- Task details
Please rewrite every line of the records below with "rough mask" changed to "coarse mask" and nothing else altered, leaving out the pictures.

- Supplied material
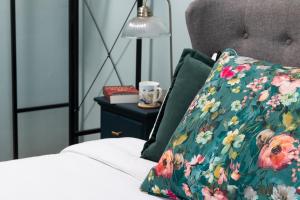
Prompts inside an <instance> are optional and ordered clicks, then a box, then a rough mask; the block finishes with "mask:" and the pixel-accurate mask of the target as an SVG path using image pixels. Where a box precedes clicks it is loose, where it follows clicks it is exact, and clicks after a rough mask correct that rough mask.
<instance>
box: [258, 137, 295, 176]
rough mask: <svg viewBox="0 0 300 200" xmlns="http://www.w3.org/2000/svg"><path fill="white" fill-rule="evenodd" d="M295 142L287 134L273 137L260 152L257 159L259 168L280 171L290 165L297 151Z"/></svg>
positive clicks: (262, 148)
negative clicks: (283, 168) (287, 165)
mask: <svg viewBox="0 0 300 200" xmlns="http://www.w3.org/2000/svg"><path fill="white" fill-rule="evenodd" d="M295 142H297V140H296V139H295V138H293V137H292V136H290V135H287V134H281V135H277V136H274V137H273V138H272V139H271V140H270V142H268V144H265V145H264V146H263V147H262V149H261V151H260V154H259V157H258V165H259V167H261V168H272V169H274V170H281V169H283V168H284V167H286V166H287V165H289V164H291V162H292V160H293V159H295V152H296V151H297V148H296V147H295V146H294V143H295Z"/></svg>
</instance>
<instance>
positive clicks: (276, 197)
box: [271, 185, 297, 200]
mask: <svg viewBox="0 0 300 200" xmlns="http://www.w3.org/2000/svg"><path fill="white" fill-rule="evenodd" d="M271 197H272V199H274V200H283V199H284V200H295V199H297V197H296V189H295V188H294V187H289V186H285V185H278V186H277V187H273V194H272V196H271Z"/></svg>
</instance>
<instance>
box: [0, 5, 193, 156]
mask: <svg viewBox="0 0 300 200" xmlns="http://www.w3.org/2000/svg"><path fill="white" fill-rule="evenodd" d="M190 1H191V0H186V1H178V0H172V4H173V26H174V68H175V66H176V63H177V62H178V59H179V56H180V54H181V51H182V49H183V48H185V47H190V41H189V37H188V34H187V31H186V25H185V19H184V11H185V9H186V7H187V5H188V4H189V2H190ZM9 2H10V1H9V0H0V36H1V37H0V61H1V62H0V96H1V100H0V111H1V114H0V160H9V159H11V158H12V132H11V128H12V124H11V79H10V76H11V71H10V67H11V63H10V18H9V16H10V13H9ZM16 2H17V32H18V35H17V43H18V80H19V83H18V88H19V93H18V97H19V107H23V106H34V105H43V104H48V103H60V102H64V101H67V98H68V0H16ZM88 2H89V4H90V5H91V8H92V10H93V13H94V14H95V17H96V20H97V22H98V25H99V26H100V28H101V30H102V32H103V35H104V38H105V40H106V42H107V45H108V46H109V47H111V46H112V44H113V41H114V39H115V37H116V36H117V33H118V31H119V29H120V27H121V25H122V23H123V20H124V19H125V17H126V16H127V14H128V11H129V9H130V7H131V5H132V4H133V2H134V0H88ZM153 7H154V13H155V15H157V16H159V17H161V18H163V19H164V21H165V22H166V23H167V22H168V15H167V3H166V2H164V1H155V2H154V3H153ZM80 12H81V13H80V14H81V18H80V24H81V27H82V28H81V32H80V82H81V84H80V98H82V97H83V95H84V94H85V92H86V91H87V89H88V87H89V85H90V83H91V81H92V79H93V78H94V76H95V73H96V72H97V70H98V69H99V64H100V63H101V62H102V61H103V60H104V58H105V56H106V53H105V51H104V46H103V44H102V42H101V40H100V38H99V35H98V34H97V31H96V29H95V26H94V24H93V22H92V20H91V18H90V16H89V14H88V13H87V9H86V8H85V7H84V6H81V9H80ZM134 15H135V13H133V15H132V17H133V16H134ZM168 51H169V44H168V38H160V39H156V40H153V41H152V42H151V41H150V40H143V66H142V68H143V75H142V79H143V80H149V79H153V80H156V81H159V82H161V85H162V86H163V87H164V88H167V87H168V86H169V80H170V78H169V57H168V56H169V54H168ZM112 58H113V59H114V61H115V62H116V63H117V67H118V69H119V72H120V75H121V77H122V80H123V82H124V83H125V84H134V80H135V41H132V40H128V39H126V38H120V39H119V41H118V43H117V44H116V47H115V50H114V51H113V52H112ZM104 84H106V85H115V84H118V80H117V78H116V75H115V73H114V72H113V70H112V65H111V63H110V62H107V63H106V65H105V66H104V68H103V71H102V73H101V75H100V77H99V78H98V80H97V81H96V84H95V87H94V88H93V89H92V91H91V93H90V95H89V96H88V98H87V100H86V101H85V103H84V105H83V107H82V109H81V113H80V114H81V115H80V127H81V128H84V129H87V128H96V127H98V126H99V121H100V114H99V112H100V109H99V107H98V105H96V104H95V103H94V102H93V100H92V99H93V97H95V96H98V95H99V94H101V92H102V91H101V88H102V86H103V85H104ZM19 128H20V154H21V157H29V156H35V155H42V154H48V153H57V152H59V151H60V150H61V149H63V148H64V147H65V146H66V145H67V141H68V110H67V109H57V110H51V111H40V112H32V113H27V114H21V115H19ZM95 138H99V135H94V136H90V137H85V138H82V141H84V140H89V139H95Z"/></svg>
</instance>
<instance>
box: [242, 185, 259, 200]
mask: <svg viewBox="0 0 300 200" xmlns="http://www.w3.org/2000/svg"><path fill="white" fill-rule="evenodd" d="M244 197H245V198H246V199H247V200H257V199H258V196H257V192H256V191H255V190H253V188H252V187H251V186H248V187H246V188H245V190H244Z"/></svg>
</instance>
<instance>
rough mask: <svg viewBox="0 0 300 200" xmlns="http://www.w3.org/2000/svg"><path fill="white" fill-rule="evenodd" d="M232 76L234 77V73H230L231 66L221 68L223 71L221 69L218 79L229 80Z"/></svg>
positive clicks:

- Answer area
Prompts inside an <instance> are optional and ordered clicks, then a box, then a coarse mask; the block finishes with "mask:" and the pixel-accurate mask of the target as an SVG path using image pixels. Where a box precedes clicks it is loose, where it follows clicks it is exact, and clicks after a coarse mask correct that coarse mask.
<instance>
box: [258, 137, 295, 176]
coarse mask: <svg viewBox="0 0 300 200" xmlns="http://www.w3.org/2000/svg"><path fill="white" fill-rule="evenodd" d="M295 142L287 134L273 137L260 152L257 159L259 168L280 171L290 165L297 151Z"/></svg>
positive clicks: (262, 148)
negative clicks: (283, 168) (287, 165)
mask: <svg viewBox="0 0 300 200" xmlns="http://www.w3.org/2000/svg"><path fill="white" fill-rule="evenodd" d="M295 142H297V140H296V139H295V138H293V137H292V136H290V135H287V134H281V135H277V136H274V137H273V138H272V139H271V140H270V142H268V144H265V145H264V146H263V147H262V149H261V151H260V154H259V157H258V165H259V167H261V168H272V169H274V170H281V169H283V168H284V167H286V166H287V165H289V164H291V162H292V160H293V159H295V152H296V151H297V148H296V147H295V146H294V143H295Z"/></svg>
</instance>
<instance>
positive clicks: (276, 197)
box: [271, 185, 297, 200]
mask: <svg viewBox="0 0 300 200" xmlns="http://www.w3.org/2000/svg"><path fill="white" fill-rule="evenodd" d="M271 197H272V199H274V200H283V199H284V200H295V199H297V197H296V189H295V188H294V187H289V186H285V185H278V186H277V187H273V194H272V196H271Z"/></svg>
</instance>
<instance>
box: [0, 5, 193, 156]
mask: <svg viewBox="0 0 300 200" xmlns="http://www.w3.org/2000/svg"><path fill="white" fill-rule="evenodd" d="M190 1H191V0H186V1H178V0H172V4H173V26H174V68H175V66H176V63H177V62H178V59H179V56H180V54H181V51H182V49H183V48H185V47H190V41H189V37H188V34H187V31H186V25H185V19H184V11H185V9H186V7H187V5H188V4H189V2H190ZM9 2H10V1H9V0H0V36H1V37H0V61H1V62H0V96H1V100H0V111H1V114H0V160H9V159H11V158H12V132H11V128H12V124H11V79H10V76H11V71H10V67H11V63H10V18H9V16H10V13H9ZM16 2H17V32H18V35H17V43H18V80H19V83H18V88H19V93H18V97H19V107H23V106H34V105H43V104H48V103H60V102H64V101H67V98H68V0H16ZM88 2H89V4H90V5H91V8H92V10H93V13H94V14H95V17H96V20H97V22H98V25H99V26H100V28H101V30H102V32H103V35H104V38H105V40H106V42H107V45H108V46H109V47H111V46H112V44H113V41H114V39H115V37H116V36H117V33H118V31H119V29H120V27H121V25H122V23H123V20H124V19H125V17H126V16H127V14H128V11H129V9H130V7H131V5H132V4H133V2H134V0H88ZM153 7H154V13H155V15H157V16H159V17H161V18H163V19H164V21H165V22H166V23H167V22H168V15H167V3H166V2H164V1H155V2H154V3H153ZM80 12H81V13H80V14H81V18H80V24H81V27H82V28H81V32H80V82H81V84H80V98H82V97H83V95H84V94H85V92H86V91H87V89H88V87H89V85H90V83H91V81H92V79H93V78H94V76H95V73H96V72H97V70H98V69H99V64H100V63H101V62H102V61H103V60H104V58H105V56H106V53H105V51H104V46H103V44H102V42H101V40H100V38H99V35H98V34H97V31H96V29H95V26H94V24H93V22H92V20H91V18H90V16H89V14H88V13H87V9H86V8H85V7H84V6H81V9H80ZM134 15H135V13H133V15H132V17H133V16H134ZM168 51H169V44H168V38H160V39H156V40H153V41H152V42H151V41H150V40H143V66H142V68H143V75H142V79H143V80H149V79H153V80H156V81H159V82H161V85H162V86H163V87H164V88H167V87H168V86H169V80H170V78H169V57H168V56H169V54H168ZM112 58H113V59H114V61H115V62H116V63H117V67H118V69H119V72H120V75H121V77H122V80H123V82H124V83H125V84H134V80H135V41H132V40H128V39H126V38H120V39H119V41H118V43H117V44H116V47H115V50H114V51H113V52H112ZM104 84H106V85H115V84H118V80H117V78H116V75H115V73H114V72H113V70H112V65H111V63H110V62H107V63H106V65H105V66H104V68H103V71H102V73H101V75H100V77H99V78H98V80H97V81H96V84H95V87H94V88H93V89H92V91H91V93H90V95H89V96H88V98H87V100H86V101H85V103H84V105H83V107H82V109H81V113H80V114H81V115H80V127H81V128H84V129H87V128H96V127H98V126H99V121H100V114H99V112H100V109H99V107H98V105H96V104H95V103H94V102H93V100H92V99H93V97H95V96H98V95H99V94H101V92H102V91H101V88H102V86H103V85H104ZM19 128H20V154H21V157H29V156H35V155H42V154H48V153H57V152H59V151H60V150H61V149H63V148H64V147H65V146H66V145H67V141H68V110H67V109H57V110H51V111H40V112H32V113H27V114H21V115H19ZM95 138H99V135H94V136H90V137H85V138H82V141H84V140H89V139H95Z"/></svg>
</instance>
<instance>
box: [242, 185, 259, 200]
mask: <svg viewBox="0 0 300 200" xmlns="http://www.w3.org/2000/svg"><path fill="white" fill-rule="evenodd" d="M244 197H245V198H246V199H247V200H257V199H258V196H257V192H256V191H255V190H253V188H252V187H251V186H248V187H246V188H245V190H244Z"/></svg>
</instance>
<instance>
coarse mask: <svg viewBox="0 0 300 200" xmlns="http://www.w3.org/2000/svg"><path fill="white" fill-rule="evenodd" d="M232 76L234 77V73H230L231 66L221 68L223 71L221 69L218 79L229 80Z"/></svg>
positive clicks:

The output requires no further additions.